§ **EXERCISE**: Please return only the lines from the one holding "In this exercise you will indicate the metal serving" through the one holding "In this exercise you will indicate the cooked", exactly as they appear in the records below, both ends included.

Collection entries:
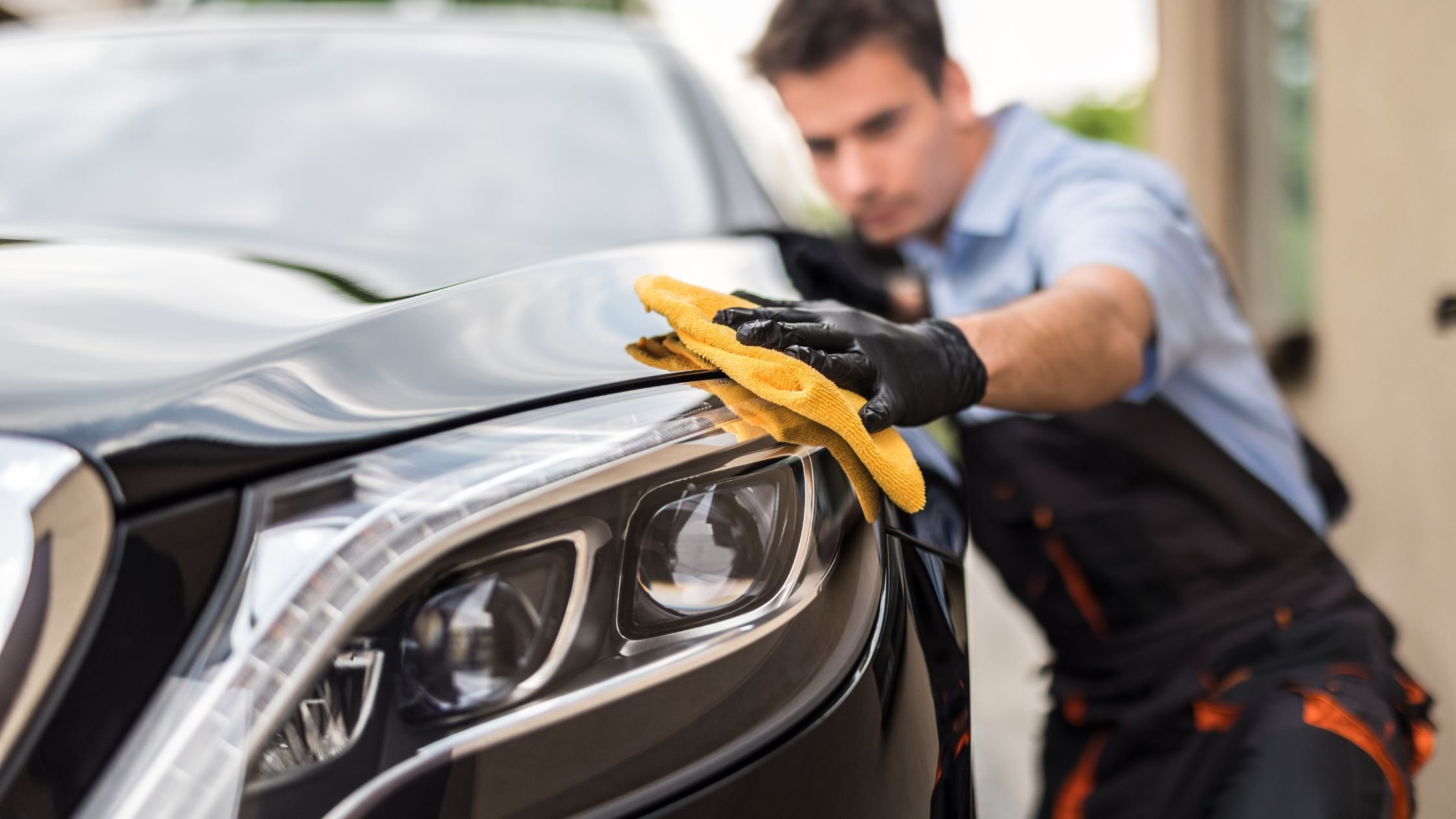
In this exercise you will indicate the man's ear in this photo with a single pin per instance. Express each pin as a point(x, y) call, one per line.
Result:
point(956, 94)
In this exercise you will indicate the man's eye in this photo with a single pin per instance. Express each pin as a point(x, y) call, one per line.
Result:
point(822, 148)
point(880, 125)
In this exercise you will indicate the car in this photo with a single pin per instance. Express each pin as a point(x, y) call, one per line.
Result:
point(328, 487)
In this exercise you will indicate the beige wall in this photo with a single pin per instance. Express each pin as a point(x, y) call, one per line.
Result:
point(1382, 396)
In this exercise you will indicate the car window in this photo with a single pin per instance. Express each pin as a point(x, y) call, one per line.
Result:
point(407, 159)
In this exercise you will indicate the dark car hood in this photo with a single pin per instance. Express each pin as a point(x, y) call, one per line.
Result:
point(179, 370)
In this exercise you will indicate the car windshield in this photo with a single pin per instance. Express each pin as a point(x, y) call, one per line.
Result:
point(404, 161)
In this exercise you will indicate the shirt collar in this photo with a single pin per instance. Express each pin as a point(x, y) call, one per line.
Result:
point(989, 206)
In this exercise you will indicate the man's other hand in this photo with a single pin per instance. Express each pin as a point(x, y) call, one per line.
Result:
point(907, 374)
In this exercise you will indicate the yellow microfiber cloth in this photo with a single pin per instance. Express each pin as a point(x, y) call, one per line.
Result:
point(803, 406)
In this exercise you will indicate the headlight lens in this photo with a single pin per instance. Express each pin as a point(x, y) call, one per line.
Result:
point(475, 642)
point(712, 549)
point(502, 551)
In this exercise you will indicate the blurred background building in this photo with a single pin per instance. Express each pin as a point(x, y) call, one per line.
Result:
point(1320, 146)
point(1320, 143)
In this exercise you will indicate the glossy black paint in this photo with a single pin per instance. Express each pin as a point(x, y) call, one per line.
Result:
point(168, 567)
point(184, 372)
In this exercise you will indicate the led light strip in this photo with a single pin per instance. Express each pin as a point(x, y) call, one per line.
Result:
point(188, 755)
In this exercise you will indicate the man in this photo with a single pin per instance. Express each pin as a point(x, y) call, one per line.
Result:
point(1130, 467)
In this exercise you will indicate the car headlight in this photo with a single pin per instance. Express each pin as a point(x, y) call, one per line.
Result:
point(424, 589)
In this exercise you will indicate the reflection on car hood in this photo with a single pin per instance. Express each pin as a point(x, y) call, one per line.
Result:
point(183, 370)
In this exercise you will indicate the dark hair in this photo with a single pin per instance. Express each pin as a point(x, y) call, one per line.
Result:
point(805, 35)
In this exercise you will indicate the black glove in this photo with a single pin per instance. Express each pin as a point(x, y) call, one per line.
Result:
point(911, 374)
point(822, 268)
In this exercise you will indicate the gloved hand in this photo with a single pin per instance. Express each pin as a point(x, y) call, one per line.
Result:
point(823, 268)
point(909, 374)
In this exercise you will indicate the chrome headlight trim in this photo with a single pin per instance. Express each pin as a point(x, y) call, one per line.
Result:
point(188, 754)
point(56, 532)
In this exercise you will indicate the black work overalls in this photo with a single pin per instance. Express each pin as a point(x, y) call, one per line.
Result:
point(1214, 658)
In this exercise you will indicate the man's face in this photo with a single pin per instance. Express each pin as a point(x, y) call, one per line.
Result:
point(884, 145)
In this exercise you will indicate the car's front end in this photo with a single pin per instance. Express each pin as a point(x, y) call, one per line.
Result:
point(328, 523)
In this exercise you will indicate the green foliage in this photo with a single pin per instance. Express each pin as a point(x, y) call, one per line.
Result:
point(1121, 120)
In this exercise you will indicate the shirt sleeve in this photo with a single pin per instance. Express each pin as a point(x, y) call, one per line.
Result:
point(1121, 224)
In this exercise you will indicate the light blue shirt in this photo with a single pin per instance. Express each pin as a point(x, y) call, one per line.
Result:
point(1046, 202)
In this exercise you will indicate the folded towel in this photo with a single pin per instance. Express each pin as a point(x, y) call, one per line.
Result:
point(798, 404)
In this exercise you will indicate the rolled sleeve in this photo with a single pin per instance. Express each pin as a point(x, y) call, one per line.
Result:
point(1123, 225)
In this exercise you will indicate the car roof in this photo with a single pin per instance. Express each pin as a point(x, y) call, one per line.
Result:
point(401, 18)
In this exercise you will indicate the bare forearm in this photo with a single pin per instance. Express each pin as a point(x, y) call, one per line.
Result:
point(1068, 348)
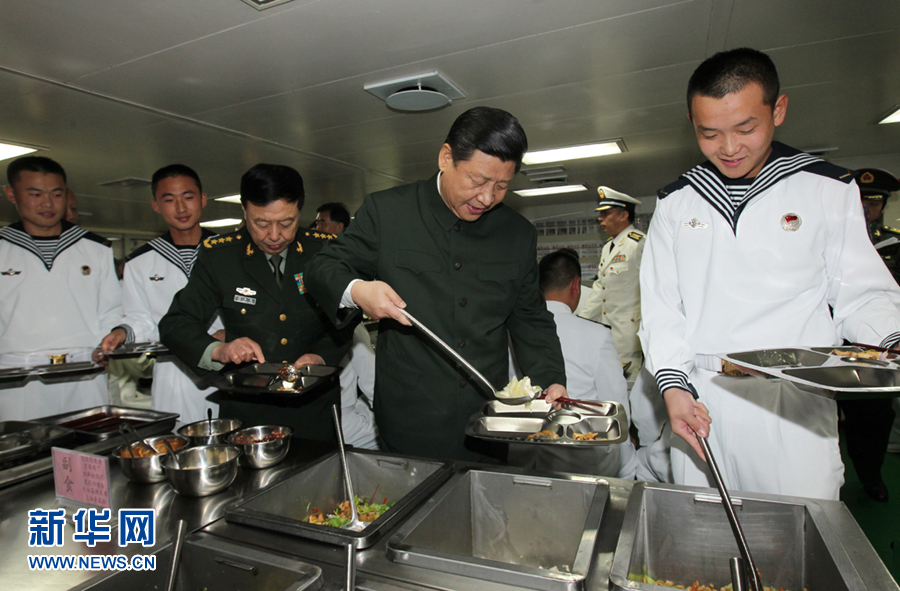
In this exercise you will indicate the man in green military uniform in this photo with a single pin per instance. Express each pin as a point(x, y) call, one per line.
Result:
point(466, 267)
point(876, 187)
point(254, 279)
point(867, 423)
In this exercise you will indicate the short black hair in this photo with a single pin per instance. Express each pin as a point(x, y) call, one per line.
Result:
point(492, 131)
point(40, 164)
point(171, 171)
point(730, 71)
point(338, 212)
point(558, 269)
point(266, 183)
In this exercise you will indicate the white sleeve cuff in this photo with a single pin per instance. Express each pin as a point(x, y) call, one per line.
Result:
point(346, 299)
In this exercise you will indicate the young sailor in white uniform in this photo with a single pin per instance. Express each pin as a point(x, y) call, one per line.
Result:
point(593, 372)
point(155, 272)
point(615, 298)
point(58, 293)
point(760, 247)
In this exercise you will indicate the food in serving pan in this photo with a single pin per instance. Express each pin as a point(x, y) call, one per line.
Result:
point(249, 438)
point(696, 586)
point(368, 512)
point(585, 436)
point(139, 450)
point(867, 354)
point(519, 389)
point(545, 435)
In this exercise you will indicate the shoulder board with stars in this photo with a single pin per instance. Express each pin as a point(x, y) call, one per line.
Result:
point(321, 235)
point(220, 240)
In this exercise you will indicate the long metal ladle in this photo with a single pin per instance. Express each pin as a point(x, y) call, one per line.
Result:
point(354, 524)
point(459, 358)
point(749, 565)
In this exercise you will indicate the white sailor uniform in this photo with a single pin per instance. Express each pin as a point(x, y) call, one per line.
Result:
point(615, 298)
point(785, 263)
point(593, 372)
point(57, 295)
point(154, 273)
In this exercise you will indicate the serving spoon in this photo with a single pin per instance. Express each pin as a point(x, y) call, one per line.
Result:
point(461, 360)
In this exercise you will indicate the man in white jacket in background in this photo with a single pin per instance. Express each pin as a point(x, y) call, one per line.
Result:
point(158, 270)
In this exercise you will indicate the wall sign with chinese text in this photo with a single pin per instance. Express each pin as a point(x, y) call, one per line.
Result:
point(81, 477)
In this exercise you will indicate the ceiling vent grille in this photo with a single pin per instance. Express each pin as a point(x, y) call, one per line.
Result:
point(127, 183)
point(263, 4)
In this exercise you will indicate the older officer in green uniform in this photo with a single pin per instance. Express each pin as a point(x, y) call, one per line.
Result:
point(876, 187)
point(254, 279)
point(447, 250)
point(868, 423)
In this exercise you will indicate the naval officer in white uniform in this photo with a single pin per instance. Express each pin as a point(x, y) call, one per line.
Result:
point(760, 247)
point(59, 293)
point(615, 298)
point(158, 270)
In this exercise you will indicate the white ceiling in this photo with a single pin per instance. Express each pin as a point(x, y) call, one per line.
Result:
point(117, 88)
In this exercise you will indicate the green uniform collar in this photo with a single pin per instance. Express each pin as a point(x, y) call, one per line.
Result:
point(444, 216)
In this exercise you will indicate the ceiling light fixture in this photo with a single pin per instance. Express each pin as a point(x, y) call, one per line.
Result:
point(422, 92)
point(892, 117)
point(13, 150)
point(223, 223)
point(229, 199)
point(574, 152)
point(540, 192)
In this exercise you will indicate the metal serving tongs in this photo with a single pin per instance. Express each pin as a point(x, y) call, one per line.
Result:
point(459, 358)
point(749, 565)
point(354, 524)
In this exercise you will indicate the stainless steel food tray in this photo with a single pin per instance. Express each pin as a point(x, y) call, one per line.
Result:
point(21, 439)
point(256, 377)
point(208, 562)
point(681, 534)
point(138, 349)
point(108, 418)
point(282, 508)
point(817, 371)
point(513, 424)
point(17, 376)
point(525, 531)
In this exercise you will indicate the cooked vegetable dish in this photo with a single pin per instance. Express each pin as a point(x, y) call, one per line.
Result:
point(367, 511)
point(248, 438)
point(139, 450)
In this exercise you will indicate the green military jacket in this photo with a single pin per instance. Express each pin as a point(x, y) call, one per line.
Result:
point(472, 283)
point(233, 278)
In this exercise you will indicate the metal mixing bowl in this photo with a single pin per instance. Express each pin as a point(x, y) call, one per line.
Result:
point(149, 469)
point(212, 432)
point(264, 453)
point(204, 470)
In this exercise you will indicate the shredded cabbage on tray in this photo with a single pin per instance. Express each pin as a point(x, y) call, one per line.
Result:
point(519, 389)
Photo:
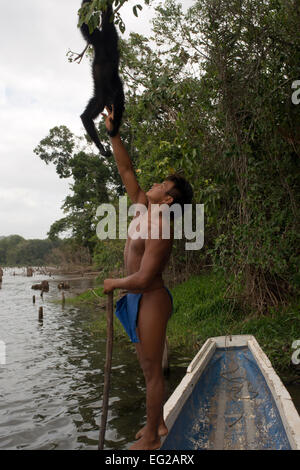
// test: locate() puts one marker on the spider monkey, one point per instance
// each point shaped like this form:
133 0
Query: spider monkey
108 87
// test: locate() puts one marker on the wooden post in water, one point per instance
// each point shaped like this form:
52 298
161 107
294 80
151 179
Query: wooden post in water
109 346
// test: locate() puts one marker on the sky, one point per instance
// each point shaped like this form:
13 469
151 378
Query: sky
40 89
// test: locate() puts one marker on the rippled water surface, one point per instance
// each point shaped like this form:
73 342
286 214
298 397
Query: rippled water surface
51 385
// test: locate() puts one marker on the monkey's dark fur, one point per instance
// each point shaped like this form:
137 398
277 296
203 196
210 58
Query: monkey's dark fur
108 87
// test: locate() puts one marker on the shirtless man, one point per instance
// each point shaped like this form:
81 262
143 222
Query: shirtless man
145 260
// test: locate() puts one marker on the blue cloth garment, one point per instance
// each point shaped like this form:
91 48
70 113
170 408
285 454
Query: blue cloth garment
127 309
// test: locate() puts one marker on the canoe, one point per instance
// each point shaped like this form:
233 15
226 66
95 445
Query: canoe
231 398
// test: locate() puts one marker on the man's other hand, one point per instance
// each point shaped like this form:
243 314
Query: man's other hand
108 285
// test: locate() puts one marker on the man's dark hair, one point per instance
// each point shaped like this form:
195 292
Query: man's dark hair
181 192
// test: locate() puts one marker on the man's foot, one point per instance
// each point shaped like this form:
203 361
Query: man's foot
162 431
146 444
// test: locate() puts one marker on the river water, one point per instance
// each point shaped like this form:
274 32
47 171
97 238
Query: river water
52 380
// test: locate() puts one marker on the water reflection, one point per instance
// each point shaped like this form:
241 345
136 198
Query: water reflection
51 385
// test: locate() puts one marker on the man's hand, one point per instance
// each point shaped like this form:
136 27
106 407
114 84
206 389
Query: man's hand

§ **RESPONSE FOR THIS EXERCISE**:
In this exercise you will indicate the metal serving tongs in this photo with a single pin per instance. Express each pin as a point(x, y) call, one per line.
Result:
point(459, 358)
point(749, 565)
point(354, 524)
In this exercise you will indicate the stainless steel food tray in this photo with a single pin per instance. Express each pin as a point(x, y) call, one per line.
Result:
point(21, 439)
point(256, 377)
point(208, 562)
point(681, 534)
point(138, 349)
point(108, 418)
point(282, 508)
point(817, 371)
point(513, 424)
point(17, 376)
point(525, 531)
In this exercise you will indicate the cooked vegetable dish in this photo with a single pin per instance. Express each pin as a point(x, y) call, one per line.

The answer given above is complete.